### THE REQUEST
Print every line of the listing exactly, please.

### RECORDS FOR THE TASK
- - -
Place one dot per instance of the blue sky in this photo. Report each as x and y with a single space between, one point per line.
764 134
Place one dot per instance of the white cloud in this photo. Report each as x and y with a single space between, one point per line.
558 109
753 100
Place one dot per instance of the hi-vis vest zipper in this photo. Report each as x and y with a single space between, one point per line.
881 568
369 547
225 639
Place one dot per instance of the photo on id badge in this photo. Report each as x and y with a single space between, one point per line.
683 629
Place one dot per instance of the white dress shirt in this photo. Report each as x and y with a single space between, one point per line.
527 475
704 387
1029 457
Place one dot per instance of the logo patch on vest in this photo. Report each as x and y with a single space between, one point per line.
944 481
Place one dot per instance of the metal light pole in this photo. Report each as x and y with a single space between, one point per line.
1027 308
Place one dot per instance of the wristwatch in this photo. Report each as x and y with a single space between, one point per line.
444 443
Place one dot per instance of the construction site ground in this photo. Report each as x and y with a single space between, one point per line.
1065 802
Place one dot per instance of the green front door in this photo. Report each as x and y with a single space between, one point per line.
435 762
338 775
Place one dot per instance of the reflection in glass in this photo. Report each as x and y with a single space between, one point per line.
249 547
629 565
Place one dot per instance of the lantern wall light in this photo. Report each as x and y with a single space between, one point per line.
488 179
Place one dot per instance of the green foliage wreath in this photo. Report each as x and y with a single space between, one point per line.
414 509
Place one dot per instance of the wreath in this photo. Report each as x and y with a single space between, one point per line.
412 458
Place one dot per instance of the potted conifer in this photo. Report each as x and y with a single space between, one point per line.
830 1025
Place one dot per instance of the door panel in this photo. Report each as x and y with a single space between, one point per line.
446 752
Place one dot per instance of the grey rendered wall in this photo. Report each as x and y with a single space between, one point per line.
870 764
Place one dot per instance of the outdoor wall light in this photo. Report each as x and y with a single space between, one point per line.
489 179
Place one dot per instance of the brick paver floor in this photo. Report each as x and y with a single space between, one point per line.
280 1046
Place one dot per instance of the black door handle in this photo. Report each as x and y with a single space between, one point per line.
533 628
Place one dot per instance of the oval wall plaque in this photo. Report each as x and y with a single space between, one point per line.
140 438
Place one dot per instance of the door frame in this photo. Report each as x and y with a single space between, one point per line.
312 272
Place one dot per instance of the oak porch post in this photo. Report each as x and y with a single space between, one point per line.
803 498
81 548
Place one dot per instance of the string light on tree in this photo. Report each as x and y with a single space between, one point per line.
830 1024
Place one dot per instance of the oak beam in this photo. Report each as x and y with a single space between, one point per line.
- - -
### IN RESPONSE
Place one dot per instance of the blue sky in this photo. Report each as x and y with a single space between, one point per line.
764 134
Place one dot per instance of the white cloud in this photo. Report each as x and y with a single space between, one point per line.
558 109
753 100
Place one dot per instance of the hi-vis vest zipper in this photo. Report each as x and y with a single space between, one point per line.
881 568
369 547
225 639
Place one dot per instance of the photo on id badge in this photo. Report each as x and y with a single space between, one point per line.
683 629
Place one dot per instance of the white dress shirt in this photo. Report each as x and y with a single space between, one point per line.
527 475
704 387
1029 457
Place one dot per instance of the logo patch on vest in this photo. Report each as x and y with a single space between, one point per line.
944 481
Place one dot per instance of the metal light pole in this photo. Report each as x and y with a single space between, one point per line.
1027 308
Place one dot per instance of the wristwatch in this photo. Report each as x and y with a single space between, one point per line.
444 443
Place one dot per instance of the construction site ground in this photo. Report each as x and y with a single space between, one point per line.
1065 802
Place one dot per instance of the green front door in this photo. Report each as x and y with a single space between, one point per line.
435 762
338 775
Place one dot per instance of the reflection in glass in this photo. Report each as x and y with a single space between, one point per line.
249 547
629 565
Place one dot per instance of the lantern wall light in this photo. Report each as x and y with a single space between, one point per line.
488 179
Place one dot per instance of the green foliage wreath in this photo. Report each as x and y with a single space between, one point per line.
414 509
Place one dot per instance of the wreath in this photo. Report each as x and y with a single space between, one point per line.
412 458
Place one dot per instance of the potted conifer in this photo. Report each as x and y with a single space between, one point per line.
830 1025
Place one dot per instance of the door panel in this photo. Report each as x and y with a single space between, one point per line.
446 752
Place one dot per instance of the grey rendered wall in this photo. Report each as x and y with a single space between, one point per line.
870 764
Place one dot per instance of the outdoor wall light in this photo. Report each as x and y with a single space between, one point per line.
489 179
Place one dot per instance of the brick paver floor in this photo. Report each as x and y with a single space between, one point per line.
280 1046
Place one dot per instance of the black door handle in this photo. Report each as x and y with a single space between, one point per line.
533 628
Place one dot per instance of the oval wall plaque in this photo. Report each as x and y with a single space between, one point per line.
140 438
Place one dot per instance of the door frame in this photo. Report each as x and y with a single space between, one point per line.
312 272
Place one dot per instance of the oak porch post in this photo. Report each as x and y with a single space between, one point per line.
803 498
81 548
Place one dot per instance of the string light on tree in this photo. Report each as x and y with a single space between, one point per line.
830 1024
Place one dot per instance of the oak beam in this photo. Report each as x and y with a single space between, one point per line.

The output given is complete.